■ Görev a ■
İsrail'in Türk vatandaşlarına yönelik seyahat kısıtlamalarına ilişkin habere göre aşağıdaki soruları yanıtlayınız.
(i) Meryem Kaya hangi dernekte hangi görevi yürütmektedir?
(ii) İsrail'in vize kısıtlaması hakkında AA muhabirine kimler değerlendirmede bulunmuştur?
(iii) Kaya'ya göre Türkiye'den kaç kişi İsrail'e gidebilmiştir?

■ Alıntı Metin ■
——————
İSTANBUL (AA) (YSM) - Kudüs Bilinci Derneği Dış İlişkiler Komisyon Başkanı Meryem Kaya, İsrail'in Türkiye'den Kudüs'e gidenlere yılda bir kez ziyaret hakkı tanıyarak seyahat özgürlüğünü kısıtladığını belirterek, "İsrail'in insanların seyahat hürriyetini engellememek için havaalanındaki uygulamalarına bir standart getirmesi gerekiyor." dedi.
STK'lar, turizm şirketleri ve araştırmacılar İsrail'in Türk vatandaşlarına vize kısıtlaması ve çıkardığı çeşitli zorluklarla ilgili AA muhabirine değerlendirmelerde bulundu.
Kudüs Bilinci Derneği Dış İlişkiler Komisyon Başkanı Meryem Kaya, İsrail'in yılda sadece bir kez ziyaret hakkı kısıtlaması getirmesinin anlaşılır bir uygulama olmadığını söyledi.
Uygulamanın insanların seyahat özgürlüğünü engellediğini dile getiren Kaya, şöyle konuştu:
"Kudüs ve diğer bölgelere 3-4 günlük bir turla gidip, tabii güzelliği çok fazla olan, kültürel dokusu bozulmamış tarihi mekanları kısa sürede gezilemiyor. Müsait olanlar o yıl bir kez daha turla gitmek istediğinde İsrail buna 'hayır' diyor. Bizden 43 bin 343 kişi gidebildiği halde İsrail'den ise 450 bin insan ülkemize özgürce gelebiliyor. İsrail, sadece 253 kişiye ülkeye giriş izni vermediğini söylüyor. Oysa çok fazla insan İsrail'in kendisine vize vermeyeceğini veya verse bile havaalanında keyfi sorun çıkaracağını düşündüğü için başvurmuyor."
Kaya, İsrail Büyükelçiliği'nin önceki günlerde yaptığı açıklamasında koşullarda değişiklik olmadığını öne sürdüğünü ancak uygulamada bunun tam tersini gördüklerini vurguladı.
İsrail'in başta seyahat acenteleri olmak üzere Kudüs'e gidenlere ciddi şekilde sıkıntı çıkartabildiğini ifade eden Kaya, "Rastgele seçilen insanlar saatlerce bekletilip mağdur edilebiliyor. İsrail'in seyahat özgürlüğünü farklı yöntemlerle engellemesi ve dönemsel olarak değişen bazı keyfi uygulamaları mağduriyet yaşatıyor. Vize alıp turist olarak gidenler dünyanın başka bir ülkesinde böyle bir muameleye tabi tutulmuyor. İsrail'in insanların seyahat hürriyetini engellememek için havaalanındaki uygulamalarına bir standart getirmesi gerekiyor." diye konuştu.
——————
■ Verilen Bilgiler ■
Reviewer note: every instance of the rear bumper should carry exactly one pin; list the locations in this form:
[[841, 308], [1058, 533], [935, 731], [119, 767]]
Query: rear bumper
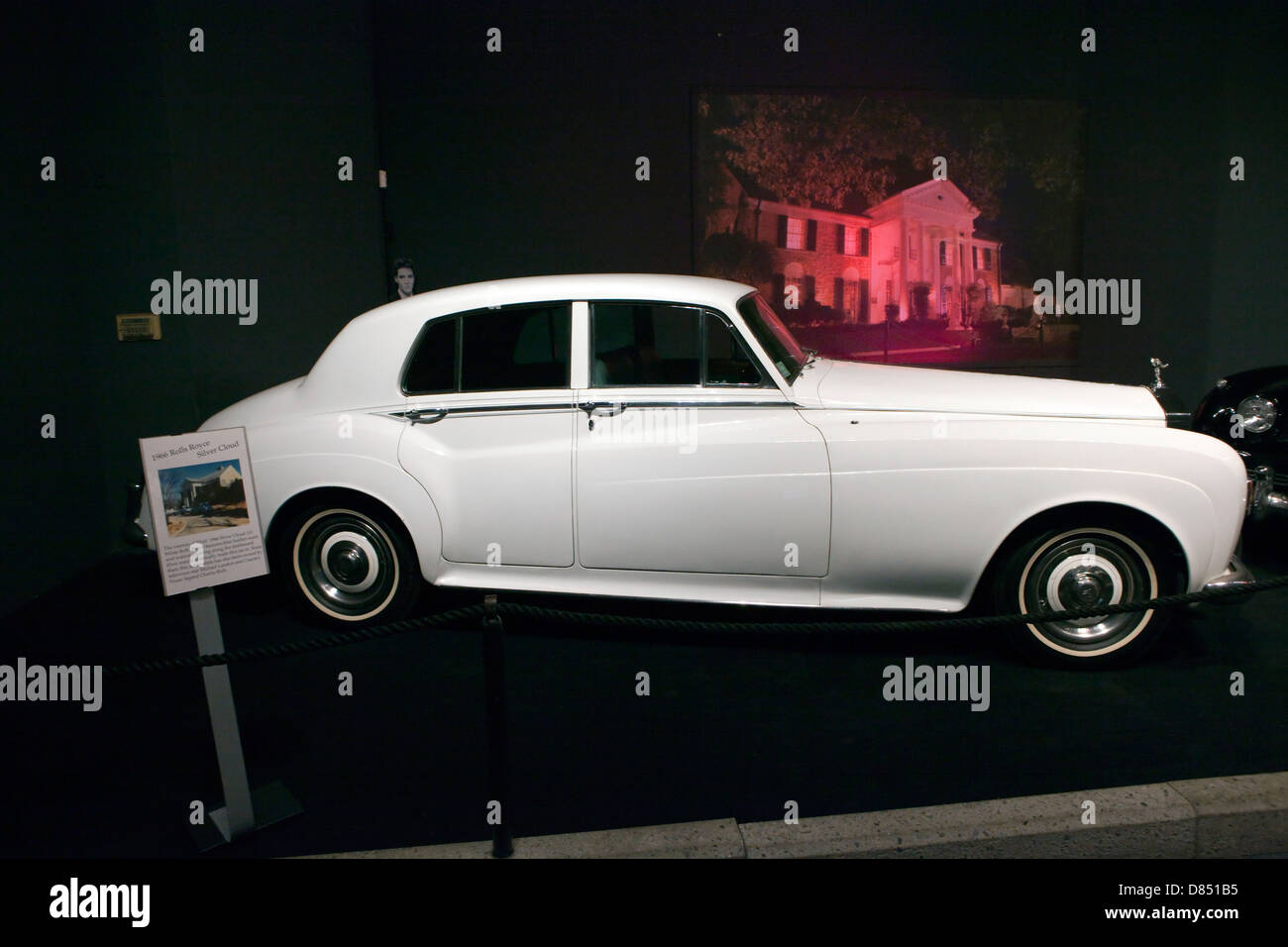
[[1235, 575]]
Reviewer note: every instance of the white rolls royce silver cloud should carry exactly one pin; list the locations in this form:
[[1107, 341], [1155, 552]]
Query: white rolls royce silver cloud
[[666, 437]]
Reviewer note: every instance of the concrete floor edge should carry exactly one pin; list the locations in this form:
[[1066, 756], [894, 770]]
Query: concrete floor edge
[[1219, 817]]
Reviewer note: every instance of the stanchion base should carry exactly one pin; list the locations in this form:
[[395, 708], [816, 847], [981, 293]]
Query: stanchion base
[[271, 804]]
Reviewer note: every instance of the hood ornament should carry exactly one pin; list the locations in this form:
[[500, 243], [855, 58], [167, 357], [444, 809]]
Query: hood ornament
[[1158, 373]]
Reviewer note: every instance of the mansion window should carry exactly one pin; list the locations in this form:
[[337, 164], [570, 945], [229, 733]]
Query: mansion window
[[795, 234], [798, 234]]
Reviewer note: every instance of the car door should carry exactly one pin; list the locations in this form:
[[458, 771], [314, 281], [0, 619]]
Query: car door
[[490, 420], [688, 457]]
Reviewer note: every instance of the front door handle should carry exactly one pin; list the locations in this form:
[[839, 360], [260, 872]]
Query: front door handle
[[428, 415], [601, 408]]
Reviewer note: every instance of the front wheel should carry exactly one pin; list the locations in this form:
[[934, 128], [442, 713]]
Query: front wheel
[[349, 564], [1085, 567]]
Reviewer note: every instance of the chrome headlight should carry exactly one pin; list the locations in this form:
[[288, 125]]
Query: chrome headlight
[[1258, 414]]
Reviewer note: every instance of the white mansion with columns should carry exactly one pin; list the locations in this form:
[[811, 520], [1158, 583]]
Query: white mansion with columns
[[917, 250]]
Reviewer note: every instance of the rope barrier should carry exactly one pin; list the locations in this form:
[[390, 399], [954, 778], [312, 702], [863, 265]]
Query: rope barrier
[[458, 616]]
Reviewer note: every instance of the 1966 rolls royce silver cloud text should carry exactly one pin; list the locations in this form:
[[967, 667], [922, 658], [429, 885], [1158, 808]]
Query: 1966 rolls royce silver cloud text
[[666, 437]]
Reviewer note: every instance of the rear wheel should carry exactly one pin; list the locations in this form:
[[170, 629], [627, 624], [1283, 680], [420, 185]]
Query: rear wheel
[[349, 564], [1083, 567]]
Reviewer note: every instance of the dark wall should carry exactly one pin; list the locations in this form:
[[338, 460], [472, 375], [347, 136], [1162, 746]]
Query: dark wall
[[218, 163], [223, 163], [523, 161]]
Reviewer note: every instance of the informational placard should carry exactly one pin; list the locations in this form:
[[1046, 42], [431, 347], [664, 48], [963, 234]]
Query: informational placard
[[201, 495], [136, 326]]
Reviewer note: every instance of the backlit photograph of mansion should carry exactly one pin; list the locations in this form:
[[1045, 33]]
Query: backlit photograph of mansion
[[914, 256]]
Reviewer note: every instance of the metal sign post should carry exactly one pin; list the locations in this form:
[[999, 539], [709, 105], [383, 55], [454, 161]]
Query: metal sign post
[[243, 810], [497, 736], [201, 500]]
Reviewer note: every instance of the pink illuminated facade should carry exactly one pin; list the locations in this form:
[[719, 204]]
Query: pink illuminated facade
[[915, 250]]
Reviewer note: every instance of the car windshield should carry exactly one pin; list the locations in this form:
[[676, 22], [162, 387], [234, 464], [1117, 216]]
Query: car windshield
[[773, 335]]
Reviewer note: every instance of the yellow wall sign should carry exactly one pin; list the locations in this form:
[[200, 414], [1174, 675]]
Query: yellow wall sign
[[136, 326]]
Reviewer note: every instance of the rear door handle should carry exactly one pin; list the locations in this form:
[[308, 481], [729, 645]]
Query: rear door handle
[[428, 415], [601, 408]]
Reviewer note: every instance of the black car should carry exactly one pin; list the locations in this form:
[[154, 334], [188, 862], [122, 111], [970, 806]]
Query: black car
[[1247, 410]]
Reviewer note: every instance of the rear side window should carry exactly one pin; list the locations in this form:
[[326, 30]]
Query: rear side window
[[503, 350], [645, 344], [524, 347], [432, 368]]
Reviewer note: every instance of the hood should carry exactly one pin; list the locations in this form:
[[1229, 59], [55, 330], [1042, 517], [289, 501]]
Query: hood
[[903, 388]]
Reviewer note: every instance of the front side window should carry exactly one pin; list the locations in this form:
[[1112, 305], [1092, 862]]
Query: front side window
[[514, 348], [773, 335], [725, 359], [668, 344]]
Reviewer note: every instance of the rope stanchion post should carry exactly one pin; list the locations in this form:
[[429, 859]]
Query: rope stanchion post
[[497, 729]]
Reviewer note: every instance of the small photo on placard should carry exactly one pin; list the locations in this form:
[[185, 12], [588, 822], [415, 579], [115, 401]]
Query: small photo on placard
[[201, 497]]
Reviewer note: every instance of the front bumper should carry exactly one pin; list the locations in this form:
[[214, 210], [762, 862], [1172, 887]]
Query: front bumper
[[1262, 497]]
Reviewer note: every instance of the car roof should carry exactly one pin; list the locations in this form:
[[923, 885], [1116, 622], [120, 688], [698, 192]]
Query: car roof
[[366, 356]]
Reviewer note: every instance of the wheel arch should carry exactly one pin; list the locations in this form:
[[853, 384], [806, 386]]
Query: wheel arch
[[425, 548], [1102, 513]]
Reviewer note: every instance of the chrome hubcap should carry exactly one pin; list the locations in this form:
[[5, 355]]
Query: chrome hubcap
[[1083, 571], [346, 564]]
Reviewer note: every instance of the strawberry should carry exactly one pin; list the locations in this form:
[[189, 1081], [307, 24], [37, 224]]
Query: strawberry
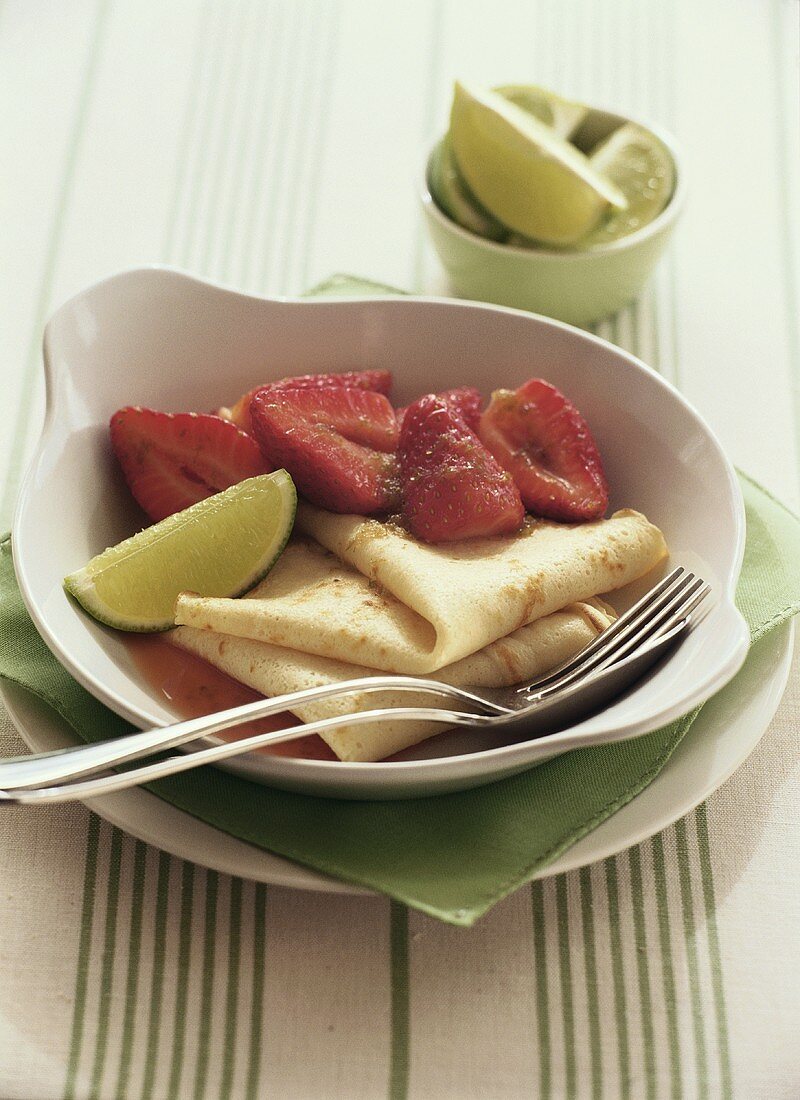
[[464, 399], [540, 438], [172, 460], [377, 381], [338, 443], [452, 488]]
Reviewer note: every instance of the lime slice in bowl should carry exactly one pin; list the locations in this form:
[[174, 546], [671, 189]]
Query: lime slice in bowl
[[562, 116], [642, 167], [220, 547], [532, 180], [451, 193]]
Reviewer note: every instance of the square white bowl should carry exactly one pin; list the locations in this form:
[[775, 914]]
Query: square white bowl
[[163, 339]]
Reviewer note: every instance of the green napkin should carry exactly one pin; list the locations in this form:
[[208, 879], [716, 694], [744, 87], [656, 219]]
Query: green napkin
[[456, 855]]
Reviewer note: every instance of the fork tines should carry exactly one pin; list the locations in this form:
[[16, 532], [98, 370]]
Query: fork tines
[[659, 609]]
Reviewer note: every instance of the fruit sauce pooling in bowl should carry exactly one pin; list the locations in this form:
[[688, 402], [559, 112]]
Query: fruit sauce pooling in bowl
[[194, 688]]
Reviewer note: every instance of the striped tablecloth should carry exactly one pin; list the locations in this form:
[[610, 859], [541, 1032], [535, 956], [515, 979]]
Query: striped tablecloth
[[267, 143]]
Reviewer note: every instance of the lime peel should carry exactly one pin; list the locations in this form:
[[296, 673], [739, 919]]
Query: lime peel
[[220, 547], [528, 177]]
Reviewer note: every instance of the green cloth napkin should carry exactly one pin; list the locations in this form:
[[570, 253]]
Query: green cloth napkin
[[452, 856]]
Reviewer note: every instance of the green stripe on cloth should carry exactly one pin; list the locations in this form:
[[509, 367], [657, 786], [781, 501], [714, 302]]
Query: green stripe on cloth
[[400, 1002], [643, 975], [714, 954], [543, 999], [231, 1002], [565, 974], [108, 961], [617, 972], [206, 1005], [87, 917], [134, 950], [256, 1002], [590, 961], [156, 991], [701, 1057], [453, 856], [665, 937], [182, 967]]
——————
■ Görev b ■
Listede "Reviewer note: every instance of the white rolls" ifadesini içeren satırdan "[[1219, 817]]" ifadesini içeren satıra kadar, bu satır da dahil olmak üzere, tüm satırları yeniden yazınız. Bu satırlarda "Query" ifadesini "Search" olarak yeniden adlandırınız ve geri kalan her şeyi değiştirmeden bırakınız.

■ Alıştırma Çözümü a ■
(i) Kudüs Bilinci Derneği'nde Dış İlişkiler Komisyon Başkanıdır.
(ii) STK'lar, turizm şirketleri ve araştırmacılar.
(iii) 43 bin 343 kişi.

■ Alıştırma Çözümü b ■
Reviewer note: every instance of the white rolls royce silver cloud should carry exactly one pin; list the locations in this form:
[[1107, 341], [1155, 552]]
Search: white rolls royce silver cloud
[[666, 437]]
Reviewer note: every instance of the concrete floor edge should carry exactly one pin; list the locations in this form:
[[1066, 756], [894, 770]]
Search: concrete floor edge
[[1219, 817]]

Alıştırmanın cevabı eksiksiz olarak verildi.